WHAT IS ASKED
Return the exact lines spanning from the line with "Note: in this drill the class marks the green lawn" through the last line of the entries, boundaries included, and no others.

Dataset records

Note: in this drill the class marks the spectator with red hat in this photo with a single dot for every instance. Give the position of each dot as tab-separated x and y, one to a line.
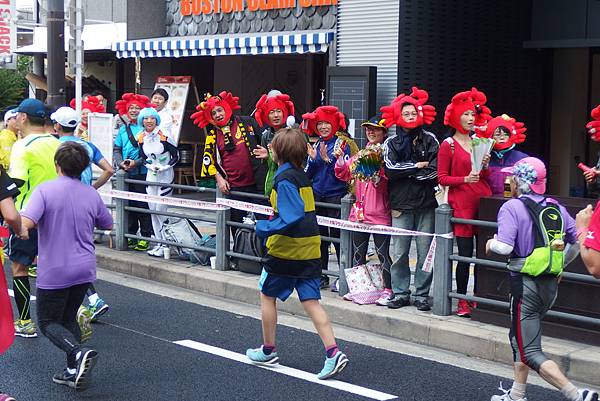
273	111
126	155
506	133
90	104
466	111
411	167
327	122
229	146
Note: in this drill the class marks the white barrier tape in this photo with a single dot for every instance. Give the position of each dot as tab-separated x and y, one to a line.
163	200
245	206
223	203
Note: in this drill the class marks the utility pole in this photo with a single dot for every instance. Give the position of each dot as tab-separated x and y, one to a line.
56	53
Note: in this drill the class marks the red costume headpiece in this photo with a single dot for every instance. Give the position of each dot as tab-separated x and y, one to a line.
266	104
203	116
515	128
330	114
91	103
593	126
470	100
122	106
392	114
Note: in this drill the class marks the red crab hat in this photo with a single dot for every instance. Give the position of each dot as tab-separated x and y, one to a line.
516	129
91	103
330	114
426	113
593	126
268	103
470	100
203	117
129	99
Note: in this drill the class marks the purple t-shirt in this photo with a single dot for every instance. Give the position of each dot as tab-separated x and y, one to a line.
66	212
515	227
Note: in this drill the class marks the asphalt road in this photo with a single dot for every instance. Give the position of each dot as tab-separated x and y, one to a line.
139	360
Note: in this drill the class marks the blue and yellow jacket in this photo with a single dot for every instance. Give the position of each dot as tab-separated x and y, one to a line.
293	244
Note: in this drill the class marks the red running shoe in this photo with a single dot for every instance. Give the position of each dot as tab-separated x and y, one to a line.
463	310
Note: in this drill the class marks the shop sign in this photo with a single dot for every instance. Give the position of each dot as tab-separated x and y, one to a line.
8	33
197	7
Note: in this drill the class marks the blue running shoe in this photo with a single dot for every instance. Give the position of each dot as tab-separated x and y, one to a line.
258	357
98	309
333	366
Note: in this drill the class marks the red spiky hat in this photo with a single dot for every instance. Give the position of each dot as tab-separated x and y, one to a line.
515	128
128	99
268	103
392	114
91	103
330	114
203	117
593	126
470	100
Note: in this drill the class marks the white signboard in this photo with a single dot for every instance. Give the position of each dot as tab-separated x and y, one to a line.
177	88
8	34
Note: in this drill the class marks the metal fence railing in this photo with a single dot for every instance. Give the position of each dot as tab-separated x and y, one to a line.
442	276
221	217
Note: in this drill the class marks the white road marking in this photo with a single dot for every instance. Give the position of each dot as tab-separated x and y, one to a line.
12	294
299	374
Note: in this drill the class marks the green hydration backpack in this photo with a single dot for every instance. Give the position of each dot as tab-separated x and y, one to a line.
549	231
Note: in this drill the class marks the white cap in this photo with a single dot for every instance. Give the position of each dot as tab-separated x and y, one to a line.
10	114
66	116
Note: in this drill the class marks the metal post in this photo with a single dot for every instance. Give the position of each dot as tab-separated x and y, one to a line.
56	53
346	250
122	218
222	246
442	271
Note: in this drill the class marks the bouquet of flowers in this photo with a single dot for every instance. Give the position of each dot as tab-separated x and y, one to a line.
480	147
367	164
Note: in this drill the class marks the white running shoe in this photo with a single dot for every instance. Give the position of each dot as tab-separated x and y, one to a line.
152	252
505	396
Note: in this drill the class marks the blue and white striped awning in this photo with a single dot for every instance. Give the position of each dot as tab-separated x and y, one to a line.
223	45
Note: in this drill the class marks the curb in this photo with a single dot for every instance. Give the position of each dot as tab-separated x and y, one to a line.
580	362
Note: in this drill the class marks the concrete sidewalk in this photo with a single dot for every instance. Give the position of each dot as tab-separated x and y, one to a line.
581	362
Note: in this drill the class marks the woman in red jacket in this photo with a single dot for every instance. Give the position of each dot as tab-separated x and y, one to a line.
465	187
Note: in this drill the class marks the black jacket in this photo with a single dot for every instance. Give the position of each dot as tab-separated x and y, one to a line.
411	188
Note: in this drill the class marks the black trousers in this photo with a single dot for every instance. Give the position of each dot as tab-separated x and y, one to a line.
57	318
141	220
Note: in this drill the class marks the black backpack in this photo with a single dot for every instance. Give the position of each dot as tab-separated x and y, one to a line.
247	242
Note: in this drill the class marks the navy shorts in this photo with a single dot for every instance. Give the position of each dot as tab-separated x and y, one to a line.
22	251
282	287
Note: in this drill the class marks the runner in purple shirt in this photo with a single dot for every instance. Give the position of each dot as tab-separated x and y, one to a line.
65	211
537	256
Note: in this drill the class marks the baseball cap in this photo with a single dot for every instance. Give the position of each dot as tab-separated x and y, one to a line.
530	170
32	107
10	114
66	116
375	121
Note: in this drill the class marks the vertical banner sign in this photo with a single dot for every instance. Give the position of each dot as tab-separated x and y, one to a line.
100	132
8	34
177	88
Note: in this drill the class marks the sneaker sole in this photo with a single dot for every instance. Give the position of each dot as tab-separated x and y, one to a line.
340	365
100	312
82	380
25	335
270	362
67	383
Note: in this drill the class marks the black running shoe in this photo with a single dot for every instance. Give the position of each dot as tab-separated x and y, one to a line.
65	378
85	364
398	302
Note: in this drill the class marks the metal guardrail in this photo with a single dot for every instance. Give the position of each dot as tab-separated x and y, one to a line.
222	221
442	274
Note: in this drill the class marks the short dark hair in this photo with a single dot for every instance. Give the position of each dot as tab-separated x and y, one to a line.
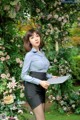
27	44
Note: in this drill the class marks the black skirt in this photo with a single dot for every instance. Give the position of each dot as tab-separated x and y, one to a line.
35	94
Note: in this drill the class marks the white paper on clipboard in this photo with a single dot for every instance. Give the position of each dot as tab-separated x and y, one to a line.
58	80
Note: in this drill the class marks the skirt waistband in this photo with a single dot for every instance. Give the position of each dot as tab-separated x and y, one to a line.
39	75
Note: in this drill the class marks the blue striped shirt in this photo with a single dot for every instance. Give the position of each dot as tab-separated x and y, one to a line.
34	61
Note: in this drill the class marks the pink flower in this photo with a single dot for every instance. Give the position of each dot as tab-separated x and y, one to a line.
18	60
2	58
12	84
7	57
3	76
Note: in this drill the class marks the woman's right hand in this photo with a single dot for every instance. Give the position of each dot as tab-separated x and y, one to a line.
44	84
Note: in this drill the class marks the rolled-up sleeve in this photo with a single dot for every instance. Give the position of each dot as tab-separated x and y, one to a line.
25	70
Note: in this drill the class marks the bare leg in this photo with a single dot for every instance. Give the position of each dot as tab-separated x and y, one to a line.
43	106
39	112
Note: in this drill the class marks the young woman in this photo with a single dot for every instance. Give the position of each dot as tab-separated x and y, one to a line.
34	73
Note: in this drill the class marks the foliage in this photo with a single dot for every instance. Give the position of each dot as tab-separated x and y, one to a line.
16	17
65	100
75	66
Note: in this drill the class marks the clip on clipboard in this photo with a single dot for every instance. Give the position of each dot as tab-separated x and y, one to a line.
58	80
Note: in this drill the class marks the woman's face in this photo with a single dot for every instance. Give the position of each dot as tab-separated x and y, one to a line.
35	40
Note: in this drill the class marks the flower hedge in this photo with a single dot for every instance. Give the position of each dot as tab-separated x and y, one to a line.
53	19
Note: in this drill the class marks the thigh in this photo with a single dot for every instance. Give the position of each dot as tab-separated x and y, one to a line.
39	112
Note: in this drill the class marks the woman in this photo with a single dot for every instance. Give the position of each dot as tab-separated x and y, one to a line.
34	73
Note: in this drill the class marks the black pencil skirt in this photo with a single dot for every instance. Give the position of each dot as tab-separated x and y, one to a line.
35	94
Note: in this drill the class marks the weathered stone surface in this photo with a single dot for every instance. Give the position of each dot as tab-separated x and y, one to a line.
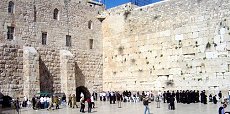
181	40
30	20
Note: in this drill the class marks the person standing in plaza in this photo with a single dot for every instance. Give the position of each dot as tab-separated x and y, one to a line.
82	102
89	105
146	104
70	101
164	96
17	105
221	109
74	102
220	96
34	102
119	99
92	101
228	96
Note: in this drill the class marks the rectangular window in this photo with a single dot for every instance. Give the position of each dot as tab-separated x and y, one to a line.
68	40
90	43
44	38
10	33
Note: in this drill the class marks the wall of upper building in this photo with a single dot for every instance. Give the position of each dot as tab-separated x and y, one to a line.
46	25
29	19
174	44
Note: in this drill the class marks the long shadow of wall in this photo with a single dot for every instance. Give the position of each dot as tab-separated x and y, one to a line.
46	79
80	78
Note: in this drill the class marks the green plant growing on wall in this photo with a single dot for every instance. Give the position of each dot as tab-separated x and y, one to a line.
169	82
208	45
215	44
121	49
133	60
147	62
127	13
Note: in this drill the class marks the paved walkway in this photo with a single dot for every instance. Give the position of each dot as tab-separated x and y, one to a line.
133	108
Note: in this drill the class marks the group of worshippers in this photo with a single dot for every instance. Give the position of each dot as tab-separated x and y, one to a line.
188	96
47	102
83	101
182	96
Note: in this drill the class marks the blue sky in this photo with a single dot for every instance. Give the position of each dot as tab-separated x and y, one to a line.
113	3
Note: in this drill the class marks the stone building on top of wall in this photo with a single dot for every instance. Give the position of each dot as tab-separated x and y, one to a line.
49	46
172	44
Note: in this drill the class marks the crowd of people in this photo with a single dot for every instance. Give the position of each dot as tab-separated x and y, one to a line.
170	97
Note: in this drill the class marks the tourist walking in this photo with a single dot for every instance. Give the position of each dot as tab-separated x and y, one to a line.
70	101
17	106
82	102
92	101
74	102
89	105
221	109
34	102
119	99
146	104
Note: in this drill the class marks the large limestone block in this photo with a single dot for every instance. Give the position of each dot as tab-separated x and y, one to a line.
31	74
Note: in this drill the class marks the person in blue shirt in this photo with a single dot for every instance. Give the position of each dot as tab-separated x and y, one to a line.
221	109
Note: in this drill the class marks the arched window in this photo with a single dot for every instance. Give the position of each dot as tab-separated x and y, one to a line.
90	24
11	7
56	13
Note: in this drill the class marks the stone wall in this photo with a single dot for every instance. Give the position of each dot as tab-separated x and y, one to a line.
175	44
11	70
32	18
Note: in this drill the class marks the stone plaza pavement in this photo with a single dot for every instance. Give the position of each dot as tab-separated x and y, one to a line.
133	108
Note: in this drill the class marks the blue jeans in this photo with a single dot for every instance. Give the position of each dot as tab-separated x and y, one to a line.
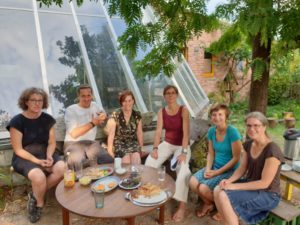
252	206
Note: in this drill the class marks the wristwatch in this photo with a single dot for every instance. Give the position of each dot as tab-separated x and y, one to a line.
184	151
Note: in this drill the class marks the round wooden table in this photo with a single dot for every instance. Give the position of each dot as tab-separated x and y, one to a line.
80	200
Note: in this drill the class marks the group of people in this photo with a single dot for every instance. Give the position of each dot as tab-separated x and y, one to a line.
240	180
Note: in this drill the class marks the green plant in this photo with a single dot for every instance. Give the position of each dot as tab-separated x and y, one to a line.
277	88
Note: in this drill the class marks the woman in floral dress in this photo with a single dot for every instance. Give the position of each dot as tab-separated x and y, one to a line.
125	134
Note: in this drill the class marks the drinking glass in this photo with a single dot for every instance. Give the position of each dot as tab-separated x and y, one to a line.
161	173
78	170
99	198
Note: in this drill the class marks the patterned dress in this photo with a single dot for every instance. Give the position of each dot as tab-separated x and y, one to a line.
125	140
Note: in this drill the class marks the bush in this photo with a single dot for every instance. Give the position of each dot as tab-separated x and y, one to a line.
278	86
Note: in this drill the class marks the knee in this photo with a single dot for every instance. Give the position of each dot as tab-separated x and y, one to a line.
37	176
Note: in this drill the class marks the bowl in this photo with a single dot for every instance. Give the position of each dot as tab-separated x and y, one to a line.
120	171
296	165
85	180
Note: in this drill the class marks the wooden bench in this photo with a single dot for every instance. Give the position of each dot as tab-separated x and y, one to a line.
284	214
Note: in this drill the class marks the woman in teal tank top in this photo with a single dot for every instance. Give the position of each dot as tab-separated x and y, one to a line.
224	148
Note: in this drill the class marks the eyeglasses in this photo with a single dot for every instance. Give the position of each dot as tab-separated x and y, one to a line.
255	126
39	101
171	93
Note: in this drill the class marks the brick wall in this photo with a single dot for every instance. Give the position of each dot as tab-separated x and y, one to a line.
195	53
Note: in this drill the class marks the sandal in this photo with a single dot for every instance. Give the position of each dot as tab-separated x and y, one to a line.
206	212
217	217
31	204
35	215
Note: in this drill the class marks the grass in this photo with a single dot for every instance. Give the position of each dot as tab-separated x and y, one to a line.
239	111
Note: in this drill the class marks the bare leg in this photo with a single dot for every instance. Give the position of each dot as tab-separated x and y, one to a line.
56	175
126	159
179	214
225	208
39	185
205	194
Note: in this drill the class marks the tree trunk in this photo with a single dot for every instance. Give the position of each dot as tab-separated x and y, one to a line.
259	88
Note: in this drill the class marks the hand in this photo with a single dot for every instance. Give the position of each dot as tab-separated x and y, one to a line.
154	154
228	186
111	153
43	163
210	174
181	158
223	183
50	160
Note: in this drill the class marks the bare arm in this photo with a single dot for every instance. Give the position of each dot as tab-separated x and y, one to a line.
186	133
210	156
268	174
16	142
157	135
140	134
51	146
111	125
238	173
236	154
185	127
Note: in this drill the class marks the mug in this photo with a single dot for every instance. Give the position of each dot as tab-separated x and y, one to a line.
118	163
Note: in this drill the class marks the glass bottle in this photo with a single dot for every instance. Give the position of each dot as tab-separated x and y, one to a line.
69	175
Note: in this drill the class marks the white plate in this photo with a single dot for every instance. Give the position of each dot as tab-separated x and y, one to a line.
128	188
120	171
156	199
286	167
97	171
106	181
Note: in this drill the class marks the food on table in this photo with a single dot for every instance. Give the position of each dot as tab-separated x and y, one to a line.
85	180
112	184
147	190
96	173
99	187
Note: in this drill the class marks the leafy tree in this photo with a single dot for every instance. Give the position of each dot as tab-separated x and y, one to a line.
177	21
263	22
102	56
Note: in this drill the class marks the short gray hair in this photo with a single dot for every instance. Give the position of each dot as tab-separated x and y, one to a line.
259	116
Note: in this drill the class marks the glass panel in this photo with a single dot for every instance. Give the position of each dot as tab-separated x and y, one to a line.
16	3
19	60
109	75
90	8
64	62
65	7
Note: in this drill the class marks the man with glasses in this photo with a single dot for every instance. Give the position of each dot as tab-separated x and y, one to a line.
81	121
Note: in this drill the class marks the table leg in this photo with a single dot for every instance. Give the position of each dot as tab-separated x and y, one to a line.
66	216
131	221
288	191
161	219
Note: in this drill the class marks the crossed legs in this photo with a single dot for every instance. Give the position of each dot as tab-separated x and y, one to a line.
205	194
41	183
225	208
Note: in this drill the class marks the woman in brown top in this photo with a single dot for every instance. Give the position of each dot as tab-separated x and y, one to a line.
259	192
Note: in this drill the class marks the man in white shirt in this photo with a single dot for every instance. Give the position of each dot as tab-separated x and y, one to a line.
81	122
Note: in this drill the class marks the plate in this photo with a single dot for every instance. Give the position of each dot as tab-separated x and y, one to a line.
122	184
109	183
156	199
128	197
121	171
286	167
95	173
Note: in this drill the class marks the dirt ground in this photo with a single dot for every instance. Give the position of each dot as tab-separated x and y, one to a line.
15	212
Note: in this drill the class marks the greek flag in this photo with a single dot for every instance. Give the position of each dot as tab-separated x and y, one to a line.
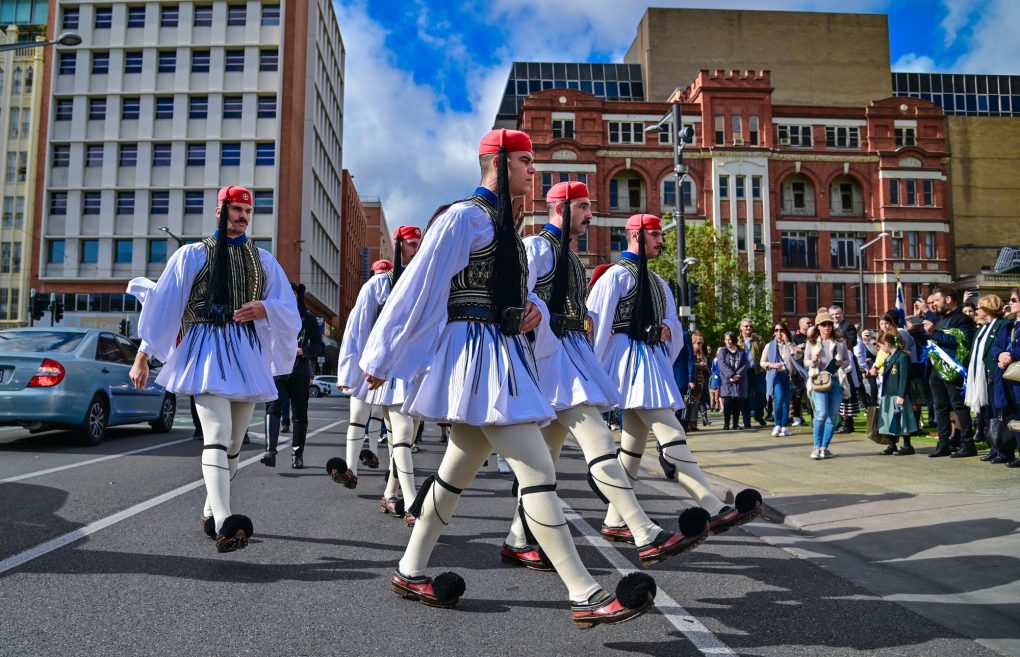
901	304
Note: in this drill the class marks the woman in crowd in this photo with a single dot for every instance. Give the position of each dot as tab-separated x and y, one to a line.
732	361
777	361
824	353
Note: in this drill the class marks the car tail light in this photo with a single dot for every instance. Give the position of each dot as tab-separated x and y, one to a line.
49	373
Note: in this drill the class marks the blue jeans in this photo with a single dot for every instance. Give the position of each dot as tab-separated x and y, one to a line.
780	399
826	410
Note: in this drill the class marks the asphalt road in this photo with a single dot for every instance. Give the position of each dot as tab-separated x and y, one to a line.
101	554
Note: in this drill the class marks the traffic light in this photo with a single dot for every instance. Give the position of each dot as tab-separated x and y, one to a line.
693	294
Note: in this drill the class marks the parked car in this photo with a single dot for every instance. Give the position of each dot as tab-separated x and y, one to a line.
330	381
77	378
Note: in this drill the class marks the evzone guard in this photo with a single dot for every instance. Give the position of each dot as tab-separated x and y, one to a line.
638	336
231	307
389	398
458	317
578	390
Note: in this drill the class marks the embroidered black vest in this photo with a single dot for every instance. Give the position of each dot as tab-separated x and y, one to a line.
247	282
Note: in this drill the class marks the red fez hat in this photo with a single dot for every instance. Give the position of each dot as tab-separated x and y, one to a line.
407	233
235	194
644	221
566	191
512	140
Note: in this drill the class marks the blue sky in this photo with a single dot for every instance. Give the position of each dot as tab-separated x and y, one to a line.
423	79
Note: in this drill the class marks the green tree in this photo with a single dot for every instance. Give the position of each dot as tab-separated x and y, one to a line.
727	292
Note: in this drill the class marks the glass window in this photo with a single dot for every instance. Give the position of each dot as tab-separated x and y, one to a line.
160	154
129	155
125	203
130	108
200	61
230	155
90	251
122	250
268	60
159	203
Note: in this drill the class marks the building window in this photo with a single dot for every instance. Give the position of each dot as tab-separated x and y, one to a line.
230	155
133	62
800	249
844	250
203	15
68	61
61	155
104	17
136	16
55	252
70	18
167	61
129	155
263	202
157	251
812	296
160	154
100	63
94	155
198	107
64	109
237	14
789	298
626	133
164	107
232	106
843	137
266	106
125	203
200	61
906	137
159	203
194	202
168	16
130	108
799	136
270	14
268	60
265	154
122	251
562	129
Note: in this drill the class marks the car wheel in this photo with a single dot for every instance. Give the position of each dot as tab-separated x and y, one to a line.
93	425
167	410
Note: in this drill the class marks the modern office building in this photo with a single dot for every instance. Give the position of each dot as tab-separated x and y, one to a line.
162	104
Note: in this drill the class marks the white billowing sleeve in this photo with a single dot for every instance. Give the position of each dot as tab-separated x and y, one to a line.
671	319
602	301
359	323
407	333
279	330
540	261
163	303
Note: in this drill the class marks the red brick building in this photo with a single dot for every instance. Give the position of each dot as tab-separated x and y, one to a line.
802	187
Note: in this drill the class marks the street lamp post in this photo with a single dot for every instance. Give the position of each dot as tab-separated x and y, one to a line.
862	301
68	39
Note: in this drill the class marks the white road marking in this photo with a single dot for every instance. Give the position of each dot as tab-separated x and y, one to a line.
693	628
59	542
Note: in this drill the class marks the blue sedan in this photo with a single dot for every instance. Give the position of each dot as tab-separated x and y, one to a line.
75	378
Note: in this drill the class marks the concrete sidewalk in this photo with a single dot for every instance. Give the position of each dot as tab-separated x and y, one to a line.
938	536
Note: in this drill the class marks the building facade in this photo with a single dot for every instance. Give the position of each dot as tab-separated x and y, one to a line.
801	187
162	104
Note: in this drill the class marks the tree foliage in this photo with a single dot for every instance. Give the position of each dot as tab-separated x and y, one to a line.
727	292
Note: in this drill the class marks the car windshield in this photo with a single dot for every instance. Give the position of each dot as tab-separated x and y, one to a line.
40	341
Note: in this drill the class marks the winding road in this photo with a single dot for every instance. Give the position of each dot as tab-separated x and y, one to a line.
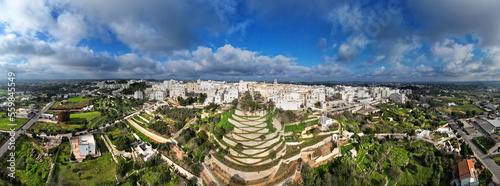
484	158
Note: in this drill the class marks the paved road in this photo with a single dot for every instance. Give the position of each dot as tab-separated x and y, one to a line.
26	126
487	161
181	169
209	173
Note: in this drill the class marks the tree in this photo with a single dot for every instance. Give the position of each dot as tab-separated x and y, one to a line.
123	143
395	173
272	154
257	95
88	157
63	116
262	137
239	147
121	167
317	104
202	98
195	169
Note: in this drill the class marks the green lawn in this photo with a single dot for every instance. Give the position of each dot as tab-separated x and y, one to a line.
54	127
297	128
497	159
4	92
78	99
5	121
145	115
85	115
28	170
97	171
117	132
484	143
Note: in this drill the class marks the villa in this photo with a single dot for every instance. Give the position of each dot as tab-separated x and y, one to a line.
83	145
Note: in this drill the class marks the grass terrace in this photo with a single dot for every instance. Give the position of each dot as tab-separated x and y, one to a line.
38	127
484	143
5	121
87	116
145	115
97	171
29	171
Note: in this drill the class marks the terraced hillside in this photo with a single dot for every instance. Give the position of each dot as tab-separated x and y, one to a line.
255	146
255	151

RESPONSE TO THE TASK
Note: in this drill the class marks the green lawn in this photo with a single dot for every instance. Give the position of each dot as tab-separated x and y, one to a line.
54	127
297	128
497	159
4	92
78	99
5	121
145	115
85	115
28	170
97	171
117	132
484	143
Note: in this drill the class marks the villa in this photo with a single dot for every instance. Give the position of each dot as tab-separated x and y, one to a line.
83	145
Note: in this drill the class marks the grass terrace in this photo with a single dot for every instance. Give the position of each dot as tab-separated x and y, one to a line.
38	127
484	143
5	121
87	116
145	115
97	171
29	171
Note: in this drill the class marks the terraced hillside in this photo with a single dot for every instance. Give the position of each dot as tab-separated x and y, one to a line.
255	146
255	151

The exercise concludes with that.